- _ELENCO DEI COMPITI_
1. Secondo il testo sull'Occidente, fino a quando la globalizzazione è stata sinonimo di europeizzazione?
2. Indica soltanto il numero di righe che contengono la stringa "Query".

- _TESTO DEL DOCUMENTO_
Veniamo ora alla categoria di “Occidente”. Aiuterà a mettere meglio a fuoco anche quella di “globalizzazione”, perché strettamente connessa. Anche in questo caso abbiamo due fasi e tipi di Occidente. Il primo si condensa intorno a Roma, tra epoca tardo-repubblicana e IV-V secolo dopo Cristo. Roma eredita culturalmente (filosoficamente, anzitutto) Atene, religiosamente Gerusalemme e il Vicino Oriente (Giudea, Galilea, Samaria, Siria). Essa vi aggiunge l’“invenzione” del diritto e da questa mescolanza nasce di lì a pochi secoli dopo il concetto di Europa, per cui l’Occidente è civilizzazione a matrice-motrice greco-romana e cristiana. Matrici e motrici rielaborate e rimescolate nel corso dei secoli, dall’Alto Medioevo alla tarda Modernità. Tratto distintivo: la vocazione universalistica. Fino ai primi due decenni del Novecento la globalizzazione è sinonimo di europeizzazione. Occidente è la spinta verso ovest della civilizzazione europea. Ad Occidente fino al suo estremo, che sfocia in Oriente. Poi, per il seppuku consumato tra le due guerre mondiali, quella civiltà è diventata sinonimo di alleanza euro-americana, di atlantismo. Nei fatti, il timone è passato nelle mani americane. Globalizzazione come americanizzazione, fortemente alimentata dalla necessità di contrastare la propaganda filocomunista della Russia sovietica. Questa ha prodotto nel tempo i suoi effetti, Stati Uniti compresi, ma la Guerra Fredda è stata vinta proprio lì, dagli occidentali, nella maggior forza di attrazione dell’American way of life. Vita, libertà e ricerca della felicità, declinati all’americana, hanno stravinto su analoghi principi (da aggiungersi forse il principio di eguaglianza) proposti in stile sovietico.

- _RIGHE GREZZE_
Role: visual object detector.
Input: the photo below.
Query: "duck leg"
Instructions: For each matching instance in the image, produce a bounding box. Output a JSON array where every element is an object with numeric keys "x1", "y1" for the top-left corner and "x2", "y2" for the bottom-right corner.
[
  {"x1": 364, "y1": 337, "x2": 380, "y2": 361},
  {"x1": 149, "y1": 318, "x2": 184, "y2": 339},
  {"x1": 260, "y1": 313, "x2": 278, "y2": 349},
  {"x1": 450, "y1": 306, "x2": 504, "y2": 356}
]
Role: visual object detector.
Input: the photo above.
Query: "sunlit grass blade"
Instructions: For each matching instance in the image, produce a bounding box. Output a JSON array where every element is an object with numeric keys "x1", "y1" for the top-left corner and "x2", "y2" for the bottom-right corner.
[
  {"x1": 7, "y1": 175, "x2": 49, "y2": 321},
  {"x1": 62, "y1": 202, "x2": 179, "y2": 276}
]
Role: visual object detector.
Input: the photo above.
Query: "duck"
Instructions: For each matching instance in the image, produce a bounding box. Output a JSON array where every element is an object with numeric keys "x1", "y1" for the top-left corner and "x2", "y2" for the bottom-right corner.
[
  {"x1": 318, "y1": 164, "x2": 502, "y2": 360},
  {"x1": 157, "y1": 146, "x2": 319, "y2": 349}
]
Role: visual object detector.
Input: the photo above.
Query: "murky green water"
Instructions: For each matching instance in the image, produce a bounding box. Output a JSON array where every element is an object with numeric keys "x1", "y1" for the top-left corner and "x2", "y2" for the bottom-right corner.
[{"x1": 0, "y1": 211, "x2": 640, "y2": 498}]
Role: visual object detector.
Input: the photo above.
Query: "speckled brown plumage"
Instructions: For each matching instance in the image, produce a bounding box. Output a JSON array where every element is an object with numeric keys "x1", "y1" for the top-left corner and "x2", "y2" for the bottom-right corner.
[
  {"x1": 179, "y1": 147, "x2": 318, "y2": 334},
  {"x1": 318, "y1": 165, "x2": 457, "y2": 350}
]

- _RISPOSTE_
1. Fino ai primi due decenni del Novecento.

2. 5